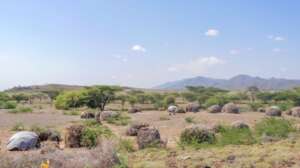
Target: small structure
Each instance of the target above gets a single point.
(193, 107)
(148, 137)
(87, 115)
(134, 128)
(172, 110)
(295, 112)
(231, 108)
(273, 111)
(24, 140)
(214, 109)
(239, 125)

==========

▸ **Your objective**:
Your task is to reproduce, exactly and exclusively, the lines from the one holding "Each instance of" through the final line of the listing.

▸ **Answer section**:
Each instance of the target above gets a single point.
(193, 107)
(148, 137)
(87, 115)
(134, 128)
(172, 110)
(295, 112)
(231, 108)
(273, 111)
(24, 140)
(214, 109)
(239, 125)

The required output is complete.